TEXTO PROPORCIONADO:
Finalmente, está el hecho de que nuestro comportamiento a menudo no se alza a la altura de nuestras crecientes expectativas. En parte, la violencia ha caído porque la gente se hartó de la carnicería y la crueldad. Es un proceso psicológico que parece seguir continuando, pero va más rápido que los cambios en el comportamiento. Así que hoy algunos de nosotros nos indignamos –y con razón- si un asesino es ejecutado en Texas por inyección letal tras 15 años de apelaciones. No consideramos que hace unos 200 años una persona podía ser quemada en la hoguera por criticar al rey tras un juicio de 10 minutos. Deberíamos mirar la pena capital como una prueba de cómo han subido nuestros estándares, en vez una evidencia de lo bajo que han caído.

Expandiendo el círculo

¿Por qué ha disminuido la violencia? Los psicólogos sociales dicen que al menos el 80 % de la gente ha fantaseado con matar a alguien que no les gusta. Y los humanos modernos todavía encuentran placer en la observación de la violencia, a juzgar por la popularidad de la novela policíaca, los dramas de Shakespeare, las películas de la serie Saw, Grand Theft Auto, y el hockey.

Lo que ha cambiado, por supuesto, es la disposición de la gente a llevar a la realidad esas fantasías. El sociólogo Norbert Elias sugirió que la modernidad europea aceleró un “proceso civilizador” señalado por aumentos de autocontrol, planificación a largo plazo y la sensibilidad hacia las ideas y los sentimientos de los demás. Éstas son las funciones que la neurociencia cognitiva atribuye al córtex prefrontal. Pero esto sólo hace que nos preguntemos por qué los humanos han ejercitado cada vez más esa parte de su celebro. Nadie sabe por qué nuestro comportamiento ha ido a parar al control de los mejores ángeles de nuestra naturaleza, pero hay cuatro sugerencias posibles.

La primera es que el filósofo del siglo XVII Thomas Hobbes tenía razón. La vida en el estado de naturaleza es desagradable, brutal y corta, no por una sed primigenia de sangre, sino por la inevitable lógica de la anarquía. Y cualquier ser con un módico interés en sí mismo podría sentirse tentado de invadir a sus vecinos y robar sus recursos. El resultante miedo a una ataque podría tentar a los vecinos a golpear primero en una autodefensa preventiva, lo que haría que el primer grupo golpease preventivamente, etcétera. Este peligro puede disminuir por medio de una política de disuasión –no golpear primero, tomar represalias si te golpean-, pero, para garantizar su credibilidad, los grupos deben vengar todos los insultos y saldar todas las cuentas, lo que produce ciclos de vendetta sangrienta.

LO QUE SE PIDE:
a) Vuelve a escribir el fragmento del texto sobre la disminución de la violencia que empieza en "Lo que ha cambiado, por" y continúa hasta "cuatro sugerencias posibles.".
b) Según el texto sobre la disminución de la violencia, ¿qué porcentaje de la gente, como mínimo, ha fantaseado con matar a alguien que no le gusta, de acuerdo con los psicólogos sociales?

Filas de datos de anotación de recuadros:

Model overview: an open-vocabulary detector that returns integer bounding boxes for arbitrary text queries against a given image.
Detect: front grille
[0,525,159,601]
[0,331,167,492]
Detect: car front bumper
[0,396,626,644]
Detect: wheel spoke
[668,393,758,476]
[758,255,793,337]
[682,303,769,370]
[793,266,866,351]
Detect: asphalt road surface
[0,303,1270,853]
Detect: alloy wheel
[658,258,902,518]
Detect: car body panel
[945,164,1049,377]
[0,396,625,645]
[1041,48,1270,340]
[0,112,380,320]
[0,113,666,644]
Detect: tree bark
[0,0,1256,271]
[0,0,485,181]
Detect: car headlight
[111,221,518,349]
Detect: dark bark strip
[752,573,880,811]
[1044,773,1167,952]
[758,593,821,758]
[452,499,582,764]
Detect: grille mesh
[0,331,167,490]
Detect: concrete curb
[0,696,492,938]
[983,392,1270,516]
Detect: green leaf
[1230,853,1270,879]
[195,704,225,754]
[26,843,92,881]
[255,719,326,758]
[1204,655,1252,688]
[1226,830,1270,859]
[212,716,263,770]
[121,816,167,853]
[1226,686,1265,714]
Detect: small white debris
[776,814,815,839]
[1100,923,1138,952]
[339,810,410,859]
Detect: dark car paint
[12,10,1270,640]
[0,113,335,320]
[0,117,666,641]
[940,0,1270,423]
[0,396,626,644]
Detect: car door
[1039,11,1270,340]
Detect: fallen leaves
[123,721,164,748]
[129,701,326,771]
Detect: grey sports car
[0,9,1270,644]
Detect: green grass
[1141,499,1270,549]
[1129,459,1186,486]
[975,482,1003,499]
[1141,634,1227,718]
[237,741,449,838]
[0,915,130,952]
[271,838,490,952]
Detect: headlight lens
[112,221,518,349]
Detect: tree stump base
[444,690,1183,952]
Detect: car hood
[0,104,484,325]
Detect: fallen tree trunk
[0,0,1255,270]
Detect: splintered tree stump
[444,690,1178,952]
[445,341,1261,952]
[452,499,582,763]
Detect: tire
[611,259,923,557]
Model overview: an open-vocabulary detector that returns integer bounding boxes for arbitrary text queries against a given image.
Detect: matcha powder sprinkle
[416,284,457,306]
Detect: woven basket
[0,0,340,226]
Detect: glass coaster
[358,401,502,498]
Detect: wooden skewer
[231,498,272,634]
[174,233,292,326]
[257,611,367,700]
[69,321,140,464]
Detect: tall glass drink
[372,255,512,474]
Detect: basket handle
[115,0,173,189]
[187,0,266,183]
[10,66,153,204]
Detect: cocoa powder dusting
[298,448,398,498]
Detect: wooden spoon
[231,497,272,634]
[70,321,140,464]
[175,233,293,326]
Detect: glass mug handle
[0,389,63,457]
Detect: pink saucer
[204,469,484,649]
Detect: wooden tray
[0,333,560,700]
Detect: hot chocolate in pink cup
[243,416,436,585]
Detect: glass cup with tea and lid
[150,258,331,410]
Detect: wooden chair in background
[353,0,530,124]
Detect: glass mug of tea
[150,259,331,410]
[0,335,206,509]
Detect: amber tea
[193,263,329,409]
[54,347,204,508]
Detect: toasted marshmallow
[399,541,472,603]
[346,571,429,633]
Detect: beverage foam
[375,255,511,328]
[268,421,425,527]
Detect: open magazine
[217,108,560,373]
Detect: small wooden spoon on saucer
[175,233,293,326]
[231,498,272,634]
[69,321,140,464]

RESPUESTAS POR TAREA:
a)
Lo que ha cambiado, por supuesto, es la disposición de la gente a llevar a la realidad esas fantasías. El sociólogo Norbert Elias sugirió que la modernidad europea aceleró un “proceso civilizador” señalado por aumentos de autocontrol, planificación a largo plazo y la sensibilidad hacia las ideas y los sentimientos de los demás. Éstas son las funciones que la neurociencia cognitiva atribuye al córtex prefrontal. Pero esto sólo hace que nos preguntemos por qué los humanos han ejercitado cada vez más esa parte de su celebro. Nadie sabe por qué nuestro comportamiento ha ido a parar al control de los mejores ángeles de nuestra naturaleza, pero hay cuatro sugerencias posibles.

b) Al menos el 80 % de la gente.